WHAT TO WORK ON
Please go through the records below and return every line holding the word "room".

Stored data entries:
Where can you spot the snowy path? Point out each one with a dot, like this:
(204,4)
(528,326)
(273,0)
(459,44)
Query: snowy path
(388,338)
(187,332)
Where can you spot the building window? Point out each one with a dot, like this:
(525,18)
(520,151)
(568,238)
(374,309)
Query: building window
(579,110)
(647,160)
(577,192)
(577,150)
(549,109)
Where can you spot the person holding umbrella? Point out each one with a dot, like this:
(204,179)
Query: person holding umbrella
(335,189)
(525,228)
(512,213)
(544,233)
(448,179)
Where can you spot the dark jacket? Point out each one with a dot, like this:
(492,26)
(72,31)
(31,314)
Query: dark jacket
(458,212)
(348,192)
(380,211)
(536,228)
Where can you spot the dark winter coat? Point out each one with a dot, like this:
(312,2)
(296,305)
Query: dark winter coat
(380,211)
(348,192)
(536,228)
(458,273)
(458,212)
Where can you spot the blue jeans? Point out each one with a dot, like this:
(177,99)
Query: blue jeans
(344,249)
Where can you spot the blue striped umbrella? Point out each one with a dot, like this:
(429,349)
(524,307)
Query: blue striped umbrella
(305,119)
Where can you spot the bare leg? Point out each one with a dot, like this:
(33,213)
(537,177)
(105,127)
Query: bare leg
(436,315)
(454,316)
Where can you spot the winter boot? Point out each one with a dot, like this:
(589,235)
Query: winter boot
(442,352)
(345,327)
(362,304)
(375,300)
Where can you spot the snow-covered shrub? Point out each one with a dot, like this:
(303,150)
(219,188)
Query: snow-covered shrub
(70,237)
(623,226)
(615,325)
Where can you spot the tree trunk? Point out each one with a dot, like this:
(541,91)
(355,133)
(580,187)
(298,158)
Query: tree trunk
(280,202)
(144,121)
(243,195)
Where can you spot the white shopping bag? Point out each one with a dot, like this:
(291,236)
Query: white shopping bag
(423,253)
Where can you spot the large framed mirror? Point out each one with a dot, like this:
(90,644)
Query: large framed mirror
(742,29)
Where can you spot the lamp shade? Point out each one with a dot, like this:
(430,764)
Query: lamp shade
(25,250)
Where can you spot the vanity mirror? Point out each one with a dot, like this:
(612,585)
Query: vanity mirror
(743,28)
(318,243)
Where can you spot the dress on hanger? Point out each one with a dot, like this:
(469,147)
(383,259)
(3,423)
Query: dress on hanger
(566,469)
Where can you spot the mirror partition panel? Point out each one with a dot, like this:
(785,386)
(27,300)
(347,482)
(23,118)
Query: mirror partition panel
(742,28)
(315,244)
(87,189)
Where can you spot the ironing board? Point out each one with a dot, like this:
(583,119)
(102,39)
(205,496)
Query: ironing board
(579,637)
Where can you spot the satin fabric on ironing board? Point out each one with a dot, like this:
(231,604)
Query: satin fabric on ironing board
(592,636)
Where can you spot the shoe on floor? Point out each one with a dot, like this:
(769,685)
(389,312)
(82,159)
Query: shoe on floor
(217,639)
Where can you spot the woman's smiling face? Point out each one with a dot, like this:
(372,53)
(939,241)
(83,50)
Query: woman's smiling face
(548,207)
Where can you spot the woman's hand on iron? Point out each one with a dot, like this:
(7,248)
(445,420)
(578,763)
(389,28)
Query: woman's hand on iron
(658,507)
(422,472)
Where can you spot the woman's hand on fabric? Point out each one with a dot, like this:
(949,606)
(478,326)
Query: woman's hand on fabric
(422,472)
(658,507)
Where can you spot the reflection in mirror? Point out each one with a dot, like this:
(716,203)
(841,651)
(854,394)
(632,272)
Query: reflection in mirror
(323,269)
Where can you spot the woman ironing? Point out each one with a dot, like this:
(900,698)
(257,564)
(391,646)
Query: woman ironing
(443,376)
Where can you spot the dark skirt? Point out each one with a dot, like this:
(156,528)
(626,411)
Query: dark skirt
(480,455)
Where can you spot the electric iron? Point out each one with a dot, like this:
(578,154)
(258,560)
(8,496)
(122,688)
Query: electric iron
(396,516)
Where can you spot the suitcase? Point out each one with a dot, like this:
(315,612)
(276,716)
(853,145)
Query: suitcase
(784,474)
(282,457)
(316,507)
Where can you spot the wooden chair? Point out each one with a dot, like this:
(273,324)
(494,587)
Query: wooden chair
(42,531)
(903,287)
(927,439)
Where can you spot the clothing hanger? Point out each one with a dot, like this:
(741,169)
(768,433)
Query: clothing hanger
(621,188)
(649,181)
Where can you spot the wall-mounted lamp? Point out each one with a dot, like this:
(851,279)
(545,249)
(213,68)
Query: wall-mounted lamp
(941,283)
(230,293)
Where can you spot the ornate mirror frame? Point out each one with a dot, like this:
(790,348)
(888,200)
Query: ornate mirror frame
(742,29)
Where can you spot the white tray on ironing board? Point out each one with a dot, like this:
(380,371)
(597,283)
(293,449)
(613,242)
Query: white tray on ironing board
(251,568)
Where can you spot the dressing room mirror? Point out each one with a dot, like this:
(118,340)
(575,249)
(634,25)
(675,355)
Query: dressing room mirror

REPLY
Where can you spot the dressing room mirror? Point out each one with a dot, like this:
Query: dressing room mirror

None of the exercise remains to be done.